What you need to do
Copy each line below word for word and drop every image.

+--

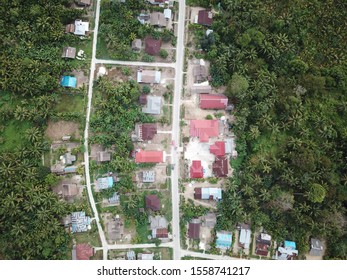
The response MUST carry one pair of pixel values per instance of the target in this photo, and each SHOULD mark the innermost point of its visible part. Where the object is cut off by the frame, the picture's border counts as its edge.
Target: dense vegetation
(32, 37)
(284, 64)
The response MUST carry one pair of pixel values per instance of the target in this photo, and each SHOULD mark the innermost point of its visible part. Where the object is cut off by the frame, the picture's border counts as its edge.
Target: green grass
(13, 134)
(70, 103)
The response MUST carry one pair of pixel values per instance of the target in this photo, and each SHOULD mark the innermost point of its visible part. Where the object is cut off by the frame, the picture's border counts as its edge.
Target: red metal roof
(220, 167)
(213, 101)
(204, 129)
(205, 17)
(153, 202)
(196, 170)
(149, 156)
(84, 251)
(218, 148)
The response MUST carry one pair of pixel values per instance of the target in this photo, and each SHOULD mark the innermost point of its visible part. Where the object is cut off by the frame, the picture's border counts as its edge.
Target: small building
(136, 45)
(157, 19)
(105, 183)
(69, 52)
(82, 252)
(199, 73)
(152, 202)
(130, 256)
(142, 156)
(145, 256)
(208, 193)
(148, 76)
(194, 229)
(316, 247)
(245, 236)
(103, 156)
(209, 220)
(79, 222)
(145, 131)
(153, 106)
(68, 81)
(84, 3)
(196, 170)
(220, 167)
(218, 148)
(152, 46)
(148, 176)
(213, 101)
(81, 27)
(205, 18)
(204, 129)
(224, 240)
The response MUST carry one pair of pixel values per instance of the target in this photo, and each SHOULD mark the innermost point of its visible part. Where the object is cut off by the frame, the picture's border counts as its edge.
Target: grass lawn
(13, 134)
(70, 103)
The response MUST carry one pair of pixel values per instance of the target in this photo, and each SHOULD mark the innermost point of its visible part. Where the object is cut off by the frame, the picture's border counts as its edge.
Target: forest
(32, 38)
(284, 67)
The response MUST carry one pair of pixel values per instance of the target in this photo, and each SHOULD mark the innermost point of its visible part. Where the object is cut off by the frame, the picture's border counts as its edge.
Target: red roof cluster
(149, 156)
(196, 170)
(84, 251)
(213, 101)
(218, 148)
(204, 129)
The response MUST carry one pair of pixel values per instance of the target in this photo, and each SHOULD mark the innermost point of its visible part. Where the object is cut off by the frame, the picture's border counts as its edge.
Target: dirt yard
(56, 130)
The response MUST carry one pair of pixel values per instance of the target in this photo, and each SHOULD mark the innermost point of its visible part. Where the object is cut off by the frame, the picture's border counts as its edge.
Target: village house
(152, 202)
(213, 101)
(69, 52)
(152, 46)
(142, 156)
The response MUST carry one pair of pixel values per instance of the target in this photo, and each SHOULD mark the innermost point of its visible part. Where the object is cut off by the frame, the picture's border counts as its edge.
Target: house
(218, 148)
(145, 131)
(316, 247)
(288, 252)
(68, 158)
(152, 46)
(199, 73)
(81, 27)
(79, 222)
(204, 129)
(157, 19)
(69, 52)
(131, 255)
(142, 156)
(152, 202)
(213, 101)
(205, 17)
(68, 81)
(263, 243)
(208, 193)
(153, 106)
(145, 256)
(196, 170)
(136, 45)
(115, 229)
(194, 229)
(220, 167)
(83, 2)
(105, 183)
(82, 252)
(103, 156)
(245, 236)
(148, 76)
(224, 240)
(148, 176)
(209, 220)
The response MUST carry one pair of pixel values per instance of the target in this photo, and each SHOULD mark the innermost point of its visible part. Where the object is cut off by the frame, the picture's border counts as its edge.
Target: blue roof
(224, 240)
(68, 81)
(289, 244)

+--

Exercise output
The response MUST carry one pair of pixel values per instance of the target in this photo, and each SHOULD mark the innermost point of its visible part. Where the object is cut off by the frame, the picture's border counts as its edge.
Target: dense vegetation
(32, 37)
(284, 64)
The response MUST carry one pair of pixel values per instance of the target in this photo, and each SHOULD mark the innermost point of its visible part. Where the object is cut off by the frame, the picture's border counts as its edge.
Target: green grass
(13, 134)
(70, 103)
The response MUST carry one pair of pixel values per instance of the target in this photo, and each SHOULD mark the innermost point of its visible part. Where the object is cut off by the frame, the picture's border counts as its edge.
Target: red metal roof
(220, 167)
(213, 101)
(204, 129)
(205, 17)
(153, 202)
(196, 170)
(149, 156)
(84, 251)
(218, 148)
The response MUST carry one pair of pixel values per instance of the target in this photo, and each SHOULD mark the innermost point of its visible part. Where the object is cut off by the frame, the picture's border counts as its edge.
Target: small building
(136, 45)
(157, 19)
(105, 183)
(69, 52)
(82, 252)
(199, 73)
(152, 202)
(130, 256)
(142, 156)
(145, 256)
(208, 193)
(148, 76)
(194, 229)
(316, 247)
(245, 236)
(103, 156)
(209, 220)
(79, 222)
(145, 131)
(153, 106)
(68, 81)
(84, 3)
(196, 170)
(220, 167)
(218, 148)
(152, 46)
(148, 176)
(213, 101)
(81, 27)
(205, 18)
(204, 129)
(224, 240)
The response MUST carry one pair of pixel values per instance of the target in this photo, and each SHOULD mark the innermost point of its visible part. Where the object is cut off by the frame, the picture's border counts as its edge.
Target: grass lawn
(13, 134)
(70, 103)
The response MUST carry one pair of pixel values per instance of the target in this photo, and each SHOULD mark the innermost point of its visible part. Where the object is cut off by the frame, the picture's border counts as its edge.
Target: forest
(32, 38)
(284, 67)
The response MUST carry one pair of pixel values per instance of the target in this photo, and each SHOULD mark the innermost point of its visible part. Where the object is cut off by the frame, the picture's border counts as its edge.
Target: red roof cluster
(149, 156)
(196, 170)
(84, 251)
(213, 101)
(218, 148)
(204, 129)
The response MUST carry one pair of pixel values per instance of the target in this photo, and each SHOULD mark the innermost point of its visible part. Where the object is cut off by the frame, the picture's border counts as its edge.
Target: dirt yard
(56, 130)
The response MUST carry one pair of pixel values per instance of the target in this photo, and each SHOULD mark the innermost point of its visible part. Where the object is cut off by the frame, the picture's border counts as its edge.
Target: village house
(152, 202)
(213, 101)
(69, 52)
(152, 46)
(142, 156)
The response MUST carry one pair of pixel values per instance of the target in this photo, and each SHOULD mark the innermost point of its visible part. Where the object is cut off by the frame, the picture's border counts as its edge.
Target: house
(218, 148)
(145, 131)
(316, 247)
(288, 252)
(68, 158)
(152, 46)
(199, 73)
(81, 27)
(79, 222)
(204, 129)
(157, 19)
(69, 52)
(131, 255)
(142, 156)
(152, 202)
(213, 101)
(205, 17)
(68, 81)
(263, 243)
(208, 193)
(153, 106)
(145, 256)
(196, 170)
(136, 45)
(115, 229)
(194, 229)
(220, 167)
(83, 2)
(105, 183)
(82, 252)
(103, 156)
(245, 236)
(148, 76)
(224, 240)
(148, 176)
(209, 220)
The response MUST carry one pair of pixel values per instance of the target in this photo, and each SHOULD mark the innermost point of its visible part. Where the object is cut off by the frame, the picture's border counts as its edge.
Target: blue roof
(224, 240)
(68, 81)
(289, 244)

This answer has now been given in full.